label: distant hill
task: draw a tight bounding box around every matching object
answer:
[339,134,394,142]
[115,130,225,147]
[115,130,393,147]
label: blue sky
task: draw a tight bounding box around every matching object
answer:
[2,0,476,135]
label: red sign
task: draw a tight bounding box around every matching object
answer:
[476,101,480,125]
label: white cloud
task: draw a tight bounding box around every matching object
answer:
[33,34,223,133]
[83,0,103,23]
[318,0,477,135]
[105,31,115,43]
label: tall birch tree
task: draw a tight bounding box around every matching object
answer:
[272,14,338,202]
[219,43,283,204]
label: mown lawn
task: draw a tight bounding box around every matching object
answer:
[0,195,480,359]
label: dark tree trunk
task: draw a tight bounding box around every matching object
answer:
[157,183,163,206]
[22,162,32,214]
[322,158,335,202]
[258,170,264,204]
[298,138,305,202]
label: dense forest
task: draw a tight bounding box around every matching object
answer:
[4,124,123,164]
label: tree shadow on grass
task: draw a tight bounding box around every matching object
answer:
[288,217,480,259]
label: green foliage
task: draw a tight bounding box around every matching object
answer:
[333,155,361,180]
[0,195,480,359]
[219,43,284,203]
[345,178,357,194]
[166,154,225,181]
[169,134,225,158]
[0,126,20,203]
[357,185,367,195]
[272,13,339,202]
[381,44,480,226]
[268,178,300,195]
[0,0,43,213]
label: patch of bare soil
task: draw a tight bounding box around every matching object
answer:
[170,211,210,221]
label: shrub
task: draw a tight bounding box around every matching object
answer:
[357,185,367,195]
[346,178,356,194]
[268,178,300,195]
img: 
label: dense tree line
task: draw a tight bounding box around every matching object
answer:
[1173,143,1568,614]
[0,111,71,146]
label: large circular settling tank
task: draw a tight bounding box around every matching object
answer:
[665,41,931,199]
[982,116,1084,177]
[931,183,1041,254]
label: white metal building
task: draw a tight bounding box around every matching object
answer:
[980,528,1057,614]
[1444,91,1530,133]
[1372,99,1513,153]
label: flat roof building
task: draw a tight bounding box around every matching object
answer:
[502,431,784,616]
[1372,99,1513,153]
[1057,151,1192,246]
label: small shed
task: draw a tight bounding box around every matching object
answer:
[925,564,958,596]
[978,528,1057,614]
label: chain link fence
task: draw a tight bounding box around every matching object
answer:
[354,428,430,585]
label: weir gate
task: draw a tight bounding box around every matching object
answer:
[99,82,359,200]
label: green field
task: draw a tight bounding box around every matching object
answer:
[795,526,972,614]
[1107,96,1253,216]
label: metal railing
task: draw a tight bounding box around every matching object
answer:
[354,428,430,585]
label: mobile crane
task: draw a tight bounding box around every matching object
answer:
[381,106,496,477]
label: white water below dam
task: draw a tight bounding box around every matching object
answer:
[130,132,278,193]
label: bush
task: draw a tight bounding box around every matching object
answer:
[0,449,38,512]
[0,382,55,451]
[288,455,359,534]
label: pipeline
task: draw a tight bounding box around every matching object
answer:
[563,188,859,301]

## Exercise
Give only the number of lines in the entries above that contain the string "tree", treating uppercase and lowercase as different.

## Exercise response
4